▸ Your task
Gather each line of the listing below that contains the word "instance", and reproduce those lines in full.

▸ Record extracts
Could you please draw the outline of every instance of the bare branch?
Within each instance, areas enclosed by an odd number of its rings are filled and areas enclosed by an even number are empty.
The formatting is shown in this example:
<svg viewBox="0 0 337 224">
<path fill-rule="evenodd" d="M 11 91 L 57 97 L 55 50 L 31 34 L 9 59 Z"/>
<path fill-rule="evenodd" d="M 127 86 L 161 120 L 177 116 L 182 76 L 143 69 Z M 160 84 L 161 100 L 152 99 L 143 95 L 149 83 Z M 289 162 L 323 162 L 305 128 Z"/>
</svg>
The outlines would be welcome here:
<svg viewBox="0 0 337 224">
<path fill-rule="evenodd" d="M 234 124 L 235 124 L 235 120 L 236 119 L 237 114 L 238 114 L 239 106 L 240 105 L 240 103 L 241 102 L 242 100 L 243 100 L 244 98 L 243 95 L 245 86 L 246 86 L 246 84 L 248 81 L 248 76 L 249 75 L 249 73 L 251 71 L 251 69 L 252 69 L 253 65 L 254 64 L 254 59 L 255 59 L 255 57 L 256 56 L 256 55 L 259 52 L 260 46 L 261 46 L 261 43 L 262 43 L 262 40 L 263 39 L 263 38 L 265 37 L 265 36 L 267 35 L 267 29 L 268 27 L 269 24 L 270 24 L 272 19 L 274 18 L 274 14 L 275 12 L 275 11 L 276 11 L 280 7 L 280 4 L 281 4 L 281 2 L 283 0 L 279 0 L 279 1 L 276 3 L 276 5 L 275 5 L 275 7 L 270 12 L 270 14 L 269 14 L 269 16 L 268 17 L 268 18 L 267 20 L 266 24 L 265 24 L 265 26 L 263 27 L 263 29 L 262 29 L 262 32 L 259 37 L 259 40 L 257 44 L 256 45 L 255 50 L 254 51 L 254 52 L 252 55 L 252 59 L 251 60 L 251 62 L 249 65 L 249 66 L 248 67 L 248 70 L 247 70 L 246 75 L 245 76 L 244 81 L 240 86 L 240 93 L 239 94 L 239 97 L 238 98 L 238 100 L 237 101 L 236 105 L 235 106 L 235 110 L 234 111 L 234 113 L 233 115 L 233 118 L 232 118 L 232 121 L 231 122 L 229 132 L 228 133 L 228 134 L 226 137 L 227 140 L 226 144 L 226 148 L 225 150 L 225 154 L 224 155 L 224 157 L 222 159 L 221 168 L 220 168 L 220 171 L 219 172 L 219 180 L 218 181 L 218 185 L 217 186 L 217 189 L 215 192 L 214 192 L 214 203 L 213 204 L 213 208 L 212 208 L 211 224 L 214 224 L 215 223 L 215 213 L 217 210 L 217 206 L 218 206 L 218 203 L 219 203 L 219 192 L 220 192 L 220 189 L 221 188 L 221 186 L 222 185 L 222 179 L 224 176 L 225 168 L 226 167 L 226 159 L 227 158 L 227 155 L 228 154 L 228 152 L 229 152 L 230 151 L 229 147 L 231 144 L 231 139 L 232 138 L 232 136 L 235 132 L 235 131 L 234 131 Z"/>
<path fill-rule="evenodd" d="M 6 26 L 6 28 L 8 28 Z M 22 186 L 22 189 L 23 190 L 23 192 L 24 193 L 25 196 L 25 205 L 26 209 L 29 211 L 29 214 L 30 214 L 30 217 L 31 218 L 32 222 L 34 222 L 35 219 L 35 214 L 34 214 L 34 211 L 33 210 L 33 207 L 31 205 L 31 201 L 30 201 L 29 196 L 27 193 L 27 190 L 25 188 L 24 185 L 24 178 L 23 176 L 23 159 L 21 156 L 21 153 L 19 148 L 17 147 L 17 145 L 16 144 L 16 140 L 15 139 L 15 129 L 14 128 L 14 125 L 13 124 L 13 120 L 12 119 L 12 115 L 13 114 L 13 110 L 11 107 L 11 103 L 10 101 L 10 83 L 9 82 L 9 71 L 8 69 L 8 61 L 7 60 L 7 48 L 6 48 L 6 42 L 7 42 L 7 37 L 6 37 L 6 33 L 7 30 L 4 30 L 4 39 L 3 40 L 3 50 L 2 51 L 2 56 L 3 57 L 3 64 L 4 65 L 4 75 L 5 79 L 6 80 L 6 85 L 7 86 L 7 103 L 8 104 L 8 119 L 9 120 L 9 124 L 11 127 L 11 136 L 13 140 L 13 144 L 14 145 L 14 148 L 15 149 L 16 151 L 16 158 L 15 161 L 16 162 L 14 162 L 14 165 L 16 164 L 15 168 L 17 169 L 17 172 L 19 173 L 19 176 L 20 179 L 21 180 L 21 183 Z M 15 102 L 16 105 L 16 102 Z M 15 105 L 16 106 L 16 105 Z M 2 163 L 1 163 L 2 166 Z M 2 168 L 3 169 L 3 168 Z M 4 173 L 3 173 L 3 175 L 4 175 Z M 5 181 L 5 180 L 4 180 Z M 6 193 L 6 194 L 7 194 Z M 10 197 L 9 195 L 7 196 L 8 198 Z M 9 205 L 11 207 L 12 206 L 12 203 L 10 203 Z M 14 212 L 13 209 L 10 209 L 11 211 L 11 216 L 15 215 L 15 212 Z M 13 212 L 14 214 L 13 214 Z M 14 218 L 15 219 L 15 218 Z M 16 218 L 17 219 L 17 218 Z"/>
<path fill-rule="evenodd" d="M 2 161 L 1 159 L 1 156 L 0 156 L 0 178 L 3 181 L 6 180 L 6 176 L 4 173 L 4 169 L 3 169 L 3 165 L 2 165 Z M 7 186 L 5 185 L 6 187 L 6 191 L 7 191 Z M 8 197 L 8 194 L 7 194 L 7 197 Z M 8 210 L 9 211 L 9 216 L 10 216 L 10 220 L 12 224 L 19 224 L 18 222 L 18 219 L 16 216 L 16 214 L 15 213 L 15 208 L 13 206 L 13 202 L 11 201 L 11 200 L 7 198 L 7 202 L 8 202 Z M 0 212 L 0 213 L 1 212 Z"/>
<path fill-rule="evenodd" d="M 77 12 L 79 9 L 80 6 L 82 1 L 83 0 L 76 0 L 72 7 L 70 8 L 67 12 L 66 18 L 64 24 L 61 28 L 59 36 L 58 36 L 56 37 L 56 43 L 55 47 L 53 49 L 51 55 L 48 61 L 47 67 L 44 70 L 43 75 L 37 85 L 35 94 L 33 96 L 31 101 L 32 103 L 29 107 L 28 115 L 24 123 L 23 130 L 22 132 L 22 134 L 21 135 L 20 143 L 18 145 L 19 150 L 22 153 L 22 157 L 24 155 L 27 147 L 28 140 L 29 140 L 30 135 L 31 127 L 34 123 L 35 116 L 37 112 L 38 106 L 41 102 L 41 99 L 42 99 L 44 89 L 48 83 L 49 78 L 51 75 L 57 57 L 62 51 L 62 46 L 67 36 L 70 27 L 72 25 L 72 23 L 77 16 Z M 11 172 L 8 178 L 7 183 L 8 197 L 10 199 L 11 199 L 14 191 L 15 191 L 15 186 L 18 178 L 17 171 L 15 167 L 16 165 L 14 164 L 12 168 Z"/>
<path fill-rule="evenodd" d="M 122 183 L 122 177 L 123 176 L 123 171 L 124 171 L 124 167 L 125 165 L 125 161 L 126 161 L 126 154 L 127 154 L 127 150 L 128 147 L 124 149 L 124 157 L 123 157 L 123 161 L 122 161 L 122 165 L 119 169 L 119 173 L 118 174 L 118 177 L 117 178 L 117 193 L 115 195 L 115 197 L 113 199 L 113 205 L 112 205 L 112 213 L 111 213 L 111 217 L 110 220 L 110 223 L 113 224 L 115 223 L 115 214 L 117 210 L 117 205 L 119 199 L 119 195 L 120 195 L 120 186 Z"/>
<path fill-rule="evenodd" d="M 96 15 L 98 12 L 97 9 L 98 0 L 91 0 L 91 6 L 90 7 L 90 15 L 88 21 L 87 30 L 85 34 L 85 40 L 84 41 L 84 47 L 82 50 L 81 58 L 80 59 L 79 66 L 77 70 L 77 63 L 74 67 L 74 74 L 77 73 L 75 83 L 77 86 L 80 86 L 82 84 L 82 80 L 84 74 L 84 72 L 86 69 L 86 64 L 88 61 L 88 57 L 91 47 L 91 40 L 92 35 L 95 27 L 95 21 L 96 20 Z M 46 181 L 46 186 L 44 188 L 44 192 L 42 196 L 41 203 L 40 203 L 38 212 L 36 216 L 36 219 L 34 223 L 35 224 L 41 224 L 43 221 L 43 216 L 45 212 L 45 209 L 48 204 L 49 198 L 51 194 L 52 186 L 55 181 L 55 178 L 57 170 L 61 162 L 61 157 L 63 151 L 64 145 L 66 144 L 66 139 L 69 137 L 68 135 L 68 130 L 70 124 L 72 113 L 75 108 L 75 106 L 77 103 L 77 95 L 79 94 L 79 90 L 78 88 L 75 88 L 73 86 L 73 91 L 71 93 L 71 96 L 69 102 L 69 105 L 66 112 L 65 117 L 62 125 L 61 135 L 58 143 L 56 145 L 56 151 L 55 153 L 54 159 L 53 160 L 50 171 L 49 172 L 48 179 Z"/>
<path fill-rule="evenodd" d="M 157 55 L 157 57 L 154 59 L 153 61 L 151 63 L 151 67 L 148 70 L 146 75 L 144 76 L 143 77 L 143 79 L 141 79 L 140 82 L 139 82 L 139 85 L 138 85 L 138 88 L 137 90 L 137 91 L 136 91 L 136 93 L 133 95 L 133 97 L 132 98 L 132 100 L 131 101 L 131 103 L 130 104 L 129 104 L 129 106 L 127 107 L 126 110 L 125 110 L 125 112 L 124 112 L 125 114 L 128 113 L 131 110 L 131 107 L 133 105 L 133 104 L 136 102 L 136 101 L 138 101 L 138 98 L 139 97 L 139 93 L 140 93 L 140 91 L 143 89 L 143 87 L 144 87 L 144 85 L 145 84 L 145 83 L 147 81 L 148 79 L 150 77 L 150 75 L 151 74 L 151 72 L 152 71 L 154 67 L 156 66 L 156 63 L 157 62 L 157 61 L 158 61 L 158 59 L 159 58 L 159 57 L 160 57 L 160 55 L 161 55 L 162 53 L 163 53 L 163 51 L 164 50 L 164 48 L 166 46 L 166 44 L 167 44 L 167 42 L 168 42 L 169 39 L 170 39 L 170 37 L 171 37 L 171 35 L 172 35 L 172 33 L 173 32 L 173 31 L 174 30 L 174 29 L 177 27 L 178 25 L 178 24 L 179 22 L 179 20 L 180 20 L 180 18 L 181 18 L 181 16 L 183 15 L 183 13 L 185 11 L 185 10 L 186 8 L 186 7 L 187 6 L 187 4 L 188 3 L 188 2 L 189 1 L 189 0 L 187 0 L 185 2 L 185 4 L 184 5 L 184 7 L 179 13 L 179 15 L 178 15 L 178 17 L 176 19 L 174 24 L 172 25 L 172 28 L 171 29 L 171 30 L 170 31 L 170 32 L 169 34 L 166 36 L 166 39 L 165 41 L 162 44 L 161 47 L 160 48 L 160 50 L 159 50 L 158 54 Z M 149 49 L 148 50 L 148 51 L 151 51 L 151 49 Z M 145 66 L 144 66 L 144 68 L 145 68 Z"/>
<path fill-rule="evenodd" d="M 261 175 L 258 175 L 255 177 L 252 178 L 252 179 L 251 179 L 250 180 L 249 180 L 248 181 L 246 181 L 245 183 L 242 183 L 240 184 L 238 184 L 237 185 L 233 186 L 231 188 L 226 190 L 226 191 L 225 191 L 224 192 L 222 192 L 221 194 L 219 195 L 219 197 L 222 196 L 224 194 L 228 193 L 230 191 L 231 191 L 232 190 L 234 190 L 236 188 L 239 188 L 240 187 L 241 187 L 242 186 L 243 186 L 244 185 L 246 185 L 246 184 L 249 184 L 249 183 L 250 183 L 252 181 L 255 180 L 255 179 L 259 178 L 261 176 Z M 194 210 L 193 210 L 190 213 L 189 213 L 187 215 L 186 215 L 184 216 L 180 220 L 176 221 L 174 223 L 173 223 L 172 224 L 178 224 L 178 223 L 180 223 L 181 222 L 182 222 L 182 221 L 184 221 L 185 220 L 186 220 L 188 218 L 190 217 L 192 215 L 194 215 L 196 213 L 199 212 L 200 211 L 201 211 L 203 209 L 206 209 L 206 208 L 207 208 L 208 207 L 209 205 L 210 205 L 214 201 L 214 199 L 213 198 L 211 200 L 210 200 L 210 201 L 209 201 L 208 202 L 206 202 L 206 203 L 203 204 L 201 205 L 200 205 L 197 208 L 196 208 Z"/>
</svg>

▸ Written answer
Could you please draw the outline of every instance of the bare branch?
Within each instance, areas enclosed by an odd number of its rings are filled and areas enclosed by an even number are empty.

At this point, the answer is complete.